Work order:
Go through the records and copy each line where the word "surface" occurs.

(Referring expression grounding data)
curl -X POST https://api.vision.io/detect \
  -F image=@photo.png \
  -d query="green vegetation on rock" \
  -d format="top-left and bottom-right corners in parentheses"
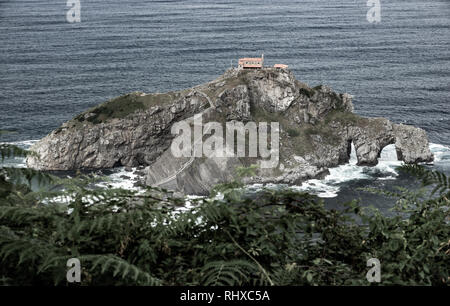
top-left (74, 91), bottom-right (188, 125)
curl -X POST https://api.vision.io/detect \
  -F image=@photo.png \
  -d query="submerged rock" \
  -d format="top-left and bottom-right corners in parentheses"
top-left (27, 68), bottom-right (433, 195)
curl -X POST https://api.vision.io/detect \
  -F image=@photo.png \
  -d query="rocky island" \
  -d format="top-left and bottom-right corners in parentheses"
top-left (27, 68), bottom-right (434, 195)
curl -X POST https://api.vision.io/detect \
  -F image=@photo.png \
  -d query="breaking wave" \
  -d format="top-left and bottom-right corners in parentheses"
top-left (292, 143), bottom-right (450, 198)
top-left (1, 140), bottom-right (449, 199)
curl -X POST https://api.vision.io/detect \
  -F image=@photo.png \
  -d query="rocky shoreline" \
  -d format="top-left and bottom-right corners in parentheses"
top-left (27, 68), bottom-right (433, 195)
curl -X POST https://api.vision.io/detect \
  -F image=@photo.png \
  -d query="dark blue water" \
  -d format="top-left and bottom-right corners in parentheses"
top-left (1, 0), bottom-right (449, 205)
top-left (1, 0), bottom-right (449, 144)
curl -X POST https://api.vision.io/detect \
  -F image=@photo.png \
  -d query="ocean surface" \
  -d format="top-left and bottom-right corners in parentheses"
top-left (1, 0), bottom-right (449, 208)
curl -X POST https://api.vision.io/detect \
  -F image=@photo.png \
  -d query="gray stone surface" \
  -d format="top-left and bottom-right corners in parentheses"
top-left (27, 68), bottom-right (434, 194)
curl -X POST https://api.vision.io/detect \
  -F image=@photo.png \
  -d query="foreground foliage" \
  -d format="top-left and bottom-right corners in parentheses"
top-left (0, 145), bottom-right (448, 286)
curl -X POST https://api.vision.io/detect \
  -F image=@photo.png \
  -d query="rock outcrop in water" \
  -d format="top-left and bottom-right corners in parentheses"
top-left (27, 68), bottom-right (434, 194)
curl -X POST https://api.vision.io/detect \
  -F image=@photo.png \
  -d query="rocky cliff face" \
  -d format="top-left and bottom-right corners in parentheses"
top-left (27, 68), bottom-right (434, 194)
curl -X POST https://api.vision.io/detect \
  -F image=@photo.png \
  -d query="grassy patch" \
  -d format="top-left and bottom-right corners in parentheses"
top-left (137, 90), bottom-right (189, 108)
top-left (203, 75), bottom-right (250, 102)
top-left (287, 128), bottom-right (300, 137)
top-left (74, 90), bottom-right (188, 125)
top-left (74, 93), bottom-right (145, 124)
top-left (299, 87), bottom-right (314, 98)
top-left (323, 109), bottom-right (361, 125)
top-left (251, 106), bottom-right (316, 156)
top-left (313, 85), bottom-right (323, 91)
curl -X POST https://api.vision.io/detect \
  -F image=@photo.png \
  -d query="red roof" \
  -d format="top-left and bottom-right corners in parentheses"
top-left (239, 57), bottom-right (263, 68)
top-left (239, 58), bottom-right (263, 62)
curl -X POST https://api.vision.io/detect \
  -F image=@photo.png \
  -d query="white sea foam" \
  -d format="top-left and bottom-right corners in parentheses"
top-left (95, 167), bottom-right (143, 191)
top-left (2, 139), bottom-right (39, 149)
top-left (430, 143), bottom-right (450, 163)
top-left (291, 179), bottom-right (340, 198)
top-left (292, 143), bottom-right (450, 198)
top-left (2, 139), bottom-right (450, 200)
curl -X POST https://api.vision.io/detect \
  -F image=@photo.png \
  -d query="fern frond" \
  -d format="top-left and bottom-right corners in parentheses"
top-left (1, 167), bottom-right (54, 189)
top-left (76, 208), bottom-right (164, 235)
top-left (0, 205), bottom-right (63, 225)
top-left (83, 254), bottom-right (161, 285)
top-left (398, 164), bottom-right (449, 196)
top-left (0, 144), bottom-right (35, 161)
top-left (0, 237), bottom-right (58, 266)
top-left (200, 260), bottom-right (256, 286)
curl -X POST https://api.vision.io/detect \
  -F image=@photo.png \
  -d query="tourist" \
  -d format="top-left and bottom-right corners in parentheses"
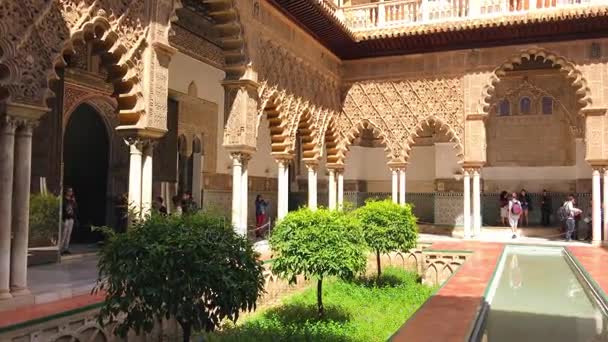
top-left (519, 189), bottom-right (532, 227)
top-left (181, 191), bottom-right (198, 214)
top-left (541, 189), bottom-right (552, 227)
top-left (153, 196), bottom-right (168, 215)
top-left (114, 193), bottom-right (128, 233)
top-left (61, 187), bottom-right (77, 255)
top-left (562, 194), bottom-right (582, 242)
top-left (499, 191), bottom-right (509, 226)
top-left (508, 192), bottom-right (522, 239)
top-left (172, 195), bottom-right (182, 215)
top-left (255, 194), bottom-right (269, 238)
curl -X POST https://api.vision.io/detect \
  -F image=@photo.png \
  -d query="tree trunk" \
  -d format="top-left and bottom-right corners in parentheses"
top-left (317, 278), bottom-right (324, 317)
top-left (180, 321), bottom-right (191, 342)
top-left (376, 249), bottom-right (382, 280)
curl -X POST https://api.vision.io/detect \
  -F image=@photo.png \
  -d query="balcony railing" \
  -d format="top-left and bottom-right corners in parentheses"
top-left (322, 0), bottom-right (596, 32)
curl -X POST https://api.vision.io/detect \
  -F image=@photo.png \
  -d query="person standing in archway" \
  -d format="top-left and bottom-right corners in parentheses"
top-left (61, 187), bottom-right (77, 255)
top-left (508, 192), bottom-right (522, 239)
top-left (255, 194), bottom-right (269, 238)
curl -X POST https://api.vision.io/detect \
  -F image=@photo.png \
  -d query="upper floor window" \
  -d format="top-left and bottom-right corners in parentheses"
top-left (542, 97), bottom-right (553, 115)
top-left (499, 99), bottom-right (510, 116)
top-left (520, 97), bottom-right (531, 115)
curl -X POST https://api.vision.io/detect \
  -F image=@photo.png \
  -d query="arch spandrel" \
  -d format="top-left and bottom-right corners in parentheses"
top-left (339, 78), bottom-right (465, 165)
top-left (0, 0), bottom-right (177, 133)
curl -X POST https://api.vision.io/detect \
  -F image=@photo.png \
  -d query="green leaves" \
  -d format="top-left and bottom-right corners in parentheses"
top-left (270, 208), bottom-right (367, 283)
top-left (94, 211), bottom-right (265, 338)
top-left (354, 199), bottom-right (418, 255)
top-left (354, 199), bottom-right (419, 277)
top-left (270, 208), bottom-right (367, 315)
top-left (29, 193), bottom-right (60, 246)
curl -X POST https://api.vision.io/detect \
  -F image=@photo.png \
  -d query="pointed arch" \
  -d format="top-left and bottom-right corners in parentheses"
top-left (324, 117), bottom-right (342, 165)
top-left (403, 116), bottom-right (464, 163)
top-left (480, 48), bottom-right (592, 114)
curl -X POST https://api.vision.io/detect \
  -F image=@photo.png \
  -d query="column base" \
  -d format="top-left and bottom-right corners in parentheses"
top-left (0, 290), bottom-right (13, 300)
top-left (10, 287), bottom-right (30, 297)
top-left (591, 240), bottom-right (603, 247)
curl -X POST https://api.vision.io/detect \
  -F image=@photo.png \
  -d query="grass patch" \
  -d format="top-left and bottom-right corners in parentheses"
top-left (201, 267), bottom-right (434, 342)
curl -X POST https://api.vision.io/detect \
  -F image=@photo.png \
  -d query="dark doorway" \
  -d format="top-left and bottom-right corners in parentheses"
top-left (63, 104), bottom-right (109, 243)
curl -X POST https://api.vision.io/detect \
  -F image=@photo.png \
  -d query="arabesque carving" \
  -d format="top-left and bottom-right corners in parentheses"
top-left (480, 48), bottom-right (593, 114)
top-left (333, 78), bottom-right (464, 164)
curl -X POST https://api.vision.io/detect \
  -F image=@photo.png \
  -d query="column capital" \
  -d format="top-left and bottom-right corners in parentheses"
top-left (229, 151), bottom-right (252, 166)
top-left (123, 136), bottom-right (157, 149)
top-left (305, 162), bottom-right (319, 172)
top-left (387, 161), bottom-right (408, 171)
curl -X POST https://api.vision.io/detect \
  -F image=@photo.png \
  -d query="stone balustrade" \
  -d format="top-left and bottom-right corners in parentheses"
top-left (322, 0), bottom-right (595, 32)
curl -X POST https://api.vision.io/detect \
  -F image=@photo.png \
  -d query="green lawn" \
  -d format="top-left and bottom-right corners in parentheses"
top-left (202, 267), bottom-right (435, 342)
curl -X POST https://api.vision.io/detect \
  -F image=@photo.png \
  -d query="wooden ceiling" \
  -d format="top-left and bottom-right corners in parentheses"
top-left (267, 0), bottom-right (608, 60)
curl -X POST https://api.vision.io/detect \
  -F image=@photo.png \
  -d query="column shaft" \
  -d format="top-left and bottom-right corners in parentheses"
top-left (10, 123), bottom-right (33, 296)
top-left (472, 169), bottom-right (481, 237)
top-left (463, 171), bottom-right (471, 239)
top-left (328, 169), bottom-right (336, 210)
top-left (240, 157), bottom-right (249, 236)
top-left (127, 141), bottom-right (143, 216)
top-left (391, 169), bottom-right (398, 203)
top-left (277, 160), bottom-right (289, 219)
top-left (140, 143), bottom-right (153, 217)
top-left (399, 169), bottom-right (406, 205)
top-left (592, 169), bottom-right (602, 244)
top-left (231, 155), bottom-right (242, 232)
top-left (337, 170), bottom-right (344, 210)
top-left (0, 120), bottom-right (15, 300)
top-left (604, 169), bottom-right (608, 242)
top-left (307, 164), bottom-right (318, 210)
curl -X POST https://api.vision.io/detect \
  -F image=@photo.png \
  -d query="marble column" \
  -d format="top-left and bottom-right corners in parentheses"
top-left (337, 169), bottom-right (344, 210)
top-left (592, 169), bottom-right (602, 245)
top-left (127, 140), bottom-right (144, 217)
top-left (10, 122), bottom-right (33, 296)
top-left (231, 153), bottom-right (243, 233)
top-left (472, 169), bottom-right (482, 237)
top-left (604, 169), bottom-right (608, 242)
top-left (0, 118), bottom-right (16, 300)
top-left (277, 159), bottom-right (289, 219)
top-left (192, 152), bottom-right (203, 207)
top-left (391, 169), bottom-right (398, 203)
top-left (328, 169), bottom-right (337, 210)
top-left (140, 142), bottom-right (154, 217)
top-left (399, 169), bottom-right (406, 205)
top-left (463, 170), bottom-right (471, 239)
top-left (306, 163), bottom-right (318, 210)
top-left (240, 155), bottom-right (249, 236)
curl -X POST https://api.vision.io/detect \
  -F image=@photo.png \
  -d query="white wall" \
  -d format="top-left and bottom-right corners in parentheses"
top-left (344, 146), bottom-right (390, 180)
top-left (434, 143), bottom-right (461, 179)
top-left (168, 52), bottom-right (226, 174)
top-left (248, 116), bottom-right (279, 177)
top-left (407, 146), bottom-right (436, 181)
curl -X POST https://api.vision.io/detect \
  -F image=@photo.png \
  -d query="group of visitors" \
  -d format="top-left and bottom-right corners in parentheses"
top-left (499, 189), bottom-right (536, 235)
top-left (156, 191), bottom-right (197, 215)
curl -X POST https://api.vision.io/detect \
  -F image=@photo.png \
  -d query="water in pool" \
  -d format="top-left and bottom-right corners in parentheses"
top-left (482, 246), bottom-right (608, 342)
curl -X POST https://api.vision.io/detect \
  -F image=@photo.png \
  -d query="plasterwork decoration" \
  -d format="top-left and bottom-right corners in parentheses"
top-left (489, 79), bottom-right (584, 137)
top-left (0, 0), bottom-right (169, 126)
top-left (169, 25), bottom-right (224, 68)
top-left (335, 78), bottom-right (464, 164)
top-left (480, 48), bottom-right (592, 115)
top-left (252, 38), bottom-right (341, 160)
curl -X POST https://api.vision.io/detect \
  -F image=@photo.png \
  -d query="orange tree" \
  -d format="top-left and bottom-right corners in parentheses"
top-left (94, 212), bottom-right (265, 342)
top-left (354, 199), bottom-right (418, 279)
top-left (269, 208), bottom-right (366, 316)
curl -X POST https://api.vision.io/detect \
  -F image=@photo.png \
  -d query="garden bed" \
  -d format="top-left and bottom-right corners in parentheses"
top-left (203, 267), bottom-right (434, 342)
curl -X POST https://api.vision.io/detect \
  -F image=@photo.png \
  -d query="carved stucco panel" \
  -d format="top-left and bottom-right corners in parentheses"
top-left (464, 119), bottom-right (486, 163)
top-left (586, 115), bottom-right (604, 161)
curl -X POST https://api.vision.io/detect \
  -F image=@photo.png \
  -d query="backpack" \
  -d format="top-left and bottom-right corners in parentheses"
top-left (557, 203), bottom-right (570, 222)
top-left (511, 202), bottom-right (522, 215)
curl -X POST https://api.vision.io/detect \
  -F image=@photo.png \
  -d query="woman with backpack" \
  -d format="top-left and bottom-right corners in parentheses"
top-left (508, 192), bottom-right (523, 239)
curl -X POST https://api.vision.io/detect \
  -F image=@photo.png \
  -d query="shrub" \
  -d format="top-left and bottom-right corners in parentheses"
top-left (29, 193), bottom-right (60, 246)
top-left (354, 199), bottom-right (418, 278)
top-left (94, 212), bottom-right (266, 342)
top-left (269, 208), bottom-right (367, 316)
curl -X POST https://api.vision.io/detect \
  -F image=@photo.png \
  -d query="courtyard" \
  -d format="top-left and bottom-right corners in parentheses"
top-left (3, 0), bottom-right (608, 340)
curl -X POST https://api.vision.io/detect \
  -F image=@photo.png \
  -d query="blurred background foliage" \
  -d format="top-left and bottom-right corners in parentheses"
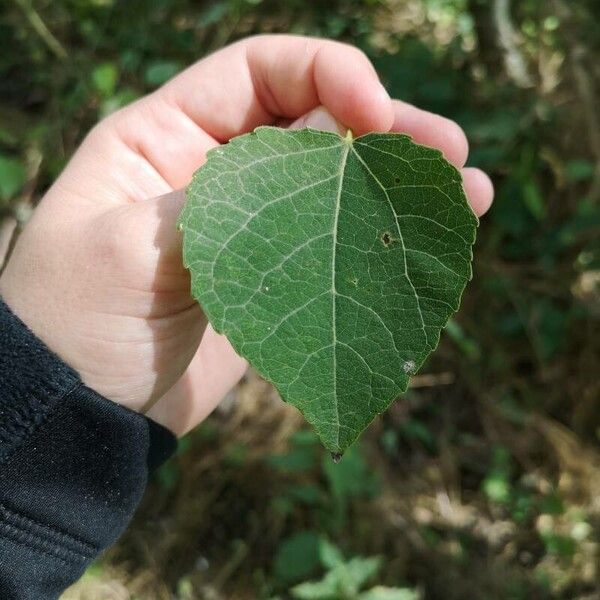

Problem solution:
  -d query="ocean surface" \
  -d query="gray stone surface" \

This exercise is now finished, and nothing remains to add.